** start of STORED DATA **

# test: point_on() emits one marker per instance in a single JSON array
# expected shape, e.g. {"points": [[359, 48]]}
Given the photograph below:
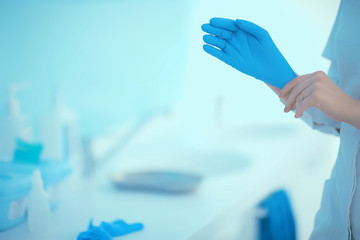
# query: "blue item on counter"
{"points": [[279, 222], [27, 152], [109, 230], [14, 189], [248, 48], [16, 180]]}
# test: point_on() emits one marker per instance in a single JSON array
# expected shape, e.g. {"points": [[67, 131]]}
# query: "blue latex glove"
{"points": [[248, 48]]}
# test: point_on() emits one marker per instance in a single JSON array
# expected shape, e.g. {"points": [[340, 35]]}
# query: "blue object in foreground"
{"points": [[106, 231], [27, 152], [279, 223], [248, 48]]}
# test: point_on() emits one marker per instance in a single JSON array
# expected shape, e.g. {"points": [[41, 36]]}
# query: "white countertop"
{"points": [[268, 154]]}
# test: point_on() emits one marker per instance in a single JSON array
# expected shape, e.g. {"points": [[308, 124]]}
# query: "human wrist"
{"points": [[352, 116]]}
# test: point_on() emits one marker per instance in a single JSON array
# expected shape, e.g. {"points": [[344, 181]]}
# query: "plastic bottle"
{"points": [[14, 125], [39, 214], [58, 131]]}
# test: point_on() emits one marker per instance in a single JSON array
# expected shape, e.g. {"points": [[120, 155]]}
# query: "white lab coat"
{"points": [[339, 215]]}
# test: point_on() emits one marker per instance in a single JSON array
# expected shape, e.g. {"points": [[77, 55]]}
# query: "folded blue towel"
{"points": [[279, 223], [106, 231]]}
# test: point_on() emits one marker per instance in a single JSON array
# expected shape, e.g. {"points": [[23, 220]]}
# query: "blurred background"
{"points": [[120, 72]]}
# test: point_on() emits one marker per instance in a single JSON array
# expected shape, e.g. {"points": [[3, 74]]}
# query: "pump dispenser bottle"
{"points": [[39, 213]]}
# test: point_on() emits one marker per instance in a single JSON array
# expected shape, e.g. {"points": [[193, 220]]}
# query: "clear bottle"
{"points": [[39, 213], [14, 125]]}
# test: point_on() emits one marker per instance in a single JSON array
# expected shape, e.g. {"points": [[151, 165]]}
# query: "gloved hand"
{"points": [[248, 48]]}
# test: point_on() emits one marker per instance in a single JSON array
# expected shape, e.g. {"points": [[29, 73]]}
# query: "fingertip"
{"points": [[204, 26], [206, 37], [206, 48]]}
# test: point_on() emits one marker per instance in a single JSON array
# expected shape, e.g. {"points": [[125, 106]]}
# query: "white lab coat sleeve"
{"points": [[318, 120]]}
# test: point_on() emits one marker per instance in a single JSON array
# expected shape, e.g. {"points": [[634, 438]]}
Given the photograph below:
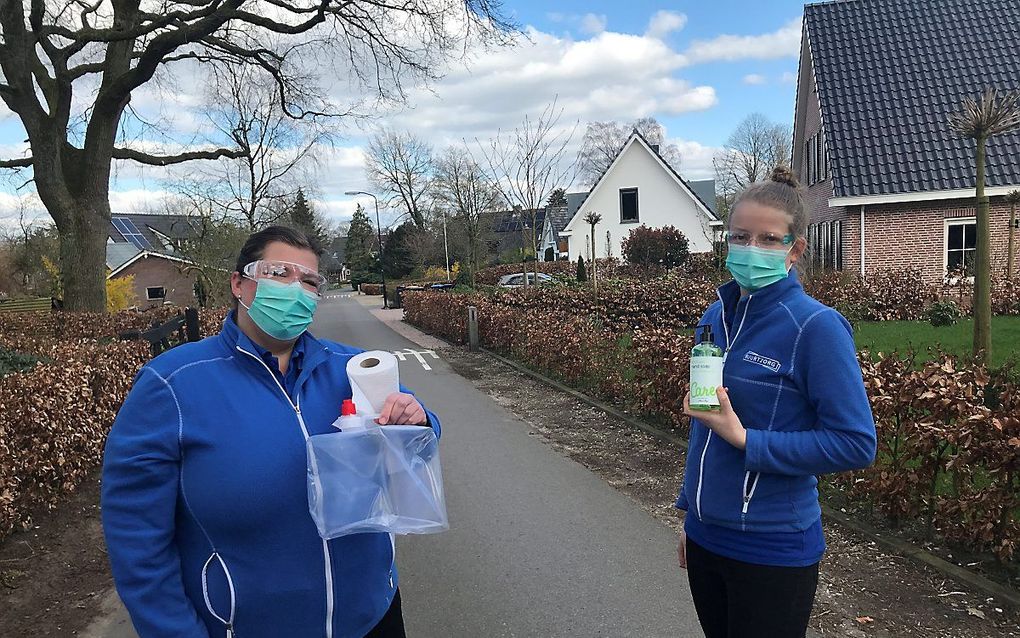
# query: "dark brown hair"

** end of STORED DATA **

DIRECTION | Locate each line in the material above that contains the word "coat", and copy those lines.

PROBLEM SOLUTION |
# query: "white lab coat"
# query: "white lab coat sleeve"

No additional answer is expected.